Records excerpted from a collection:
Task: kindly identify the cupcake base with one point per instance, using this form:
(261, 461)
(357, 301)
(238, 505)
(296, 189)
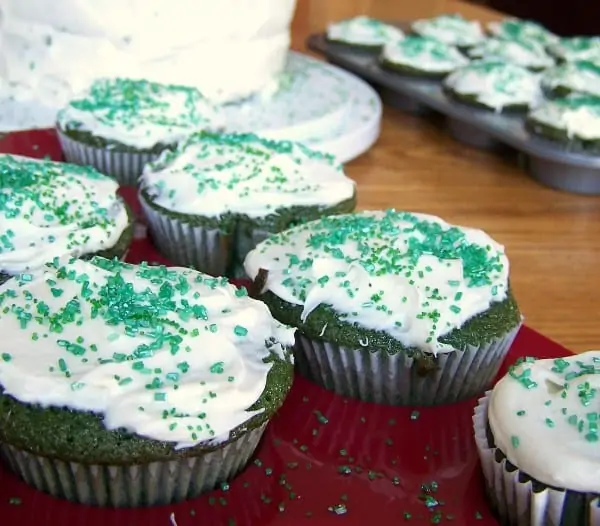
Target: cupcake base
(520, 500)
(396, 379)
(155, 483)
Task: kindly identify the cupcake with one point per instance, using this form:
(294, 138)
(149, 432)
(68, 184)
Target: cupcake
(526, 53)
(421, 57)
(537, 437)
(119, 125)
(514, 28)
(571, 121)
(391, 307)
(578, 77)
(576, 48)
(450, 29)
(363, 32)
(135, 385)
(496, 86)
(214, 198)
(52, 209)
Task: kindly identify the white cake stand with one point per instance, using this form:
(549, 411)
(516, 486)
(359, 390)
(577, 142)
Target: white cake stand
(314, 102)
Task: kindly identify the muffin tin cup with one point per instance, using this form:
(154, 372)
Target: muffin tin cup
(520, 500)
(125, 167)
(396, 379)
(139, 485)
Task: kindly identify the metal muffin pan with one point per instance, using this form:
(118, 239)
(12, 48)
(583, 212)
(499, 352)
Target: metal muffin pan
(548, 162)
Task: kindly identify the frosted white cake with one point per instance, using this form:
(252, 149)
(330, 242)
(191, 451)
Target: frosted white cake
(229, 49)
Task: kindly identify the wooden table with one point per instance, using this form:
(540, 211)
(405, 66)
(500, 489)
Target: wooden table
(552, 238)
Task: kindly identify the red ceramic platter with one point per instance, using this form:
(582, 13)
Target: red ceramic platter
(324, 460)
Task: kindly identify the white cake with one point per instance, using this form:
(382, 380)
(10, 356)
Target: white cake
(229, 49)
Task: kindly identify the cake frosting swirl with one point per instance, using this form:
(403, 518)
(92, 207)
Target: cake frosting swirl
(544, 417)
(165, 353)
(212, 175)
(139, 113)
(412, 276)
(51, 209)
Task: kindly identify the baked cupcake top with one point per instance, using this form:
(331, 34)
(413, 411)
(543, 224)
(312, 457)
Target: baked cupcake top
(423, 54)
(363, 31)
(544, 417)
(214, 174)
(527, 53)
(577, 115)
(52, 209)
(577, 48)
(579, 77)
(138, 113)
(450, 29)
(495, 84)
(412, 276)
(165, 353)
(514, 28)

==

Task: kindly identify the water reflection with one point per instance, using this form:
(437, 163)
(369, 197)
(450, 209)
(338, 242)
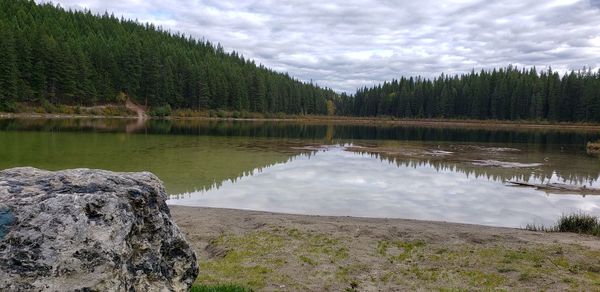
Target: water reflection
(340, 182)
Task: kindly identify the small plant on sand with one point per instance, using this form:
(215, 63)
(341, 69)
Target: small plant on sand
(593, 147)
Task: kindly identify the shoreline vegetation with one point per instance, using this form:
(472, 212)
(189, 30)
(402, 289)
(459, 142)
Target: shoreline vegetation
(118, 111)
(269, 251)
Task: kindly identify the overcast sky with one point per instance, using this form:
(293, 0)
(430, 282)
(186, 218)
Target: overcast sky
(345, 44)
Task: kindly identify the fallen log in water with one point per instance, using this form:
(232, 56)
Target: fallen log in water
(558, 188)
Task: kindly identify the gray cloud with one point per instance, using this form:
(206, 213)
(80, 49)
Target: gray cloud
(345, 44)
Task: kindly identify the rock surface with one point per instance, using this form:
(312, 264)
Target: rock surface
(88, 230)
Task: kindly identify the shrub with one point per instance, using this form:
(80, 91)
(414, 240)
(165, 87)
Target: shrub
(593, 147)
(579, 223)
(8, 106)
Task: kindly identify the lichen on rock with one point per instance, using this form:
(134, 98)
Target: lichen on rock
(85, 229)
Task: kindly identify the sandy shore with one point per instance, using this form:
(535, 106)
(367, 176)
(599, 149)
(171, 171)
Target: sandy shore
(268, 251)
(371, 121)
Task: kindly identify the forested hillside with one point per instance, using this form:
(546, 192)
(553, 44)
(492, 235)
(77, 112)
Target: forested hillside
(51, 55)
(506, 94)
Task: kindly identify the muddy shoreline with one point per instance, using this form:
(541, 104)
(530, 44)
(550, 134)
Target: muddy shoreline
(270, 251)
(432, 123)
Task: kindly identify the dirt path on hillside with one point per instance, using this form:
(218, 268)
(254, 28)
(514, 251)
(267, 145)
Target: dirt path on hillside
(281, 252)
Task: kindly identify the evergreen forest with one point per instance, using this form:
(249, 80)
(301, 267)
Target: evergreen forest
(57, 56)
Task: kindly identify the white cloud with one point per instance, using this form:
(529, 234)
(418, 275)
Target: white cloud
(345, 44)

==

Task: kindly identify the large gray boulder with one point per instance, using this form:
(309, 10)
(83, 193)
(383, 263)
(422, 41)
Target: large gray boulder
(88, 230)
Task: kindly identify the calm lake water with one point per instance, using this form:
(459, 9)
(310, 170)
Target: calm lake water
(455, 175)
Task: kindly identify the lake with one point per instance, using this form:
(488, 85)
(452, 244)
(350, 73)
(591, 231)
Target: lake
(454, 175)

▶ [WHAT IS EXPECTED]: From the entries above, give again exactly the lines running from the line with "Task: kindly identify the forested" to the line with "Task: kindly identify the evergreen"; include both of those lines.

▶ [YOUR RESPONSE]:
Task: kindly identify the forested hillside with one point per instance, using this form:
(546, 192)
(553, 44)
(492, 235)
(77, 112)
Target: forested hillside
(51, 55)
(506, 94)
Task: kindly identify the muddy shoreline with one point per instance, using this form:
(541, 104)
(530, 44)
(550, 134)
Target: muddy shoreline
(270, 251)
(432, 123)
Task: kindly identify the dirt path on hillside with one point per instance, using this form:
(218, 268)
(254, 28)
(514, 251)
(267, 145)
Target: dirt path on hillside
(281, 252)
Task: kindly identify the evergreen forest with one point per instance, using this form:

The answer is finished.